WHAT THE EXERCISE ASKS:
Pictures aside, every line of the listing should be given again exactly.

* * *

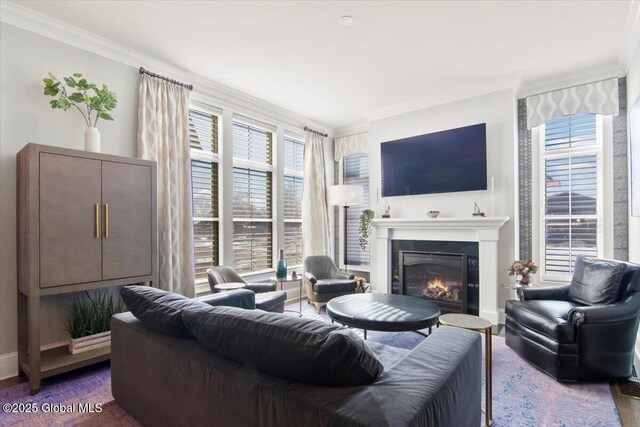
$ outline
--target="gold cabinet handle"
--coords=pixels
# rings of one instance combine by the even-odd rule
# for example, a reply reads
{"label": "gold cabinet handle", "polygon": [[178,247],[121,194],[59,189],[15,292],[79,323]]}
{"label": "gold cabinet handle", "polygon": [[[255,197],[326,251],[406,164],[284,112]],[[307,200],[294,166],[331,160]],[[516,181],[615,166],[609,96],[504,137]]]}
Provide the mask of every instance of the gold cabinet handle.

* * *

TASK RESULT:
$ outline
--target="gold cabinet handle"
--coords=pixels
# rings of one instance combine by the even-odd rule
# for example, a reply reads
{"label": "gold cabinet handle", "polygon": [[178,247],[121,194],[59,189],[15,292],[79,323]]}
{"label": "gold cabinet handle", "polygon": [[[255,197],[326,251],[406,164],[284,112]],[[307,200],[294,166],[331,160]],[[516,181],[615,166],[609,96],[504,137]]]}
Provide the mask of every instance of the gold cabinet handle.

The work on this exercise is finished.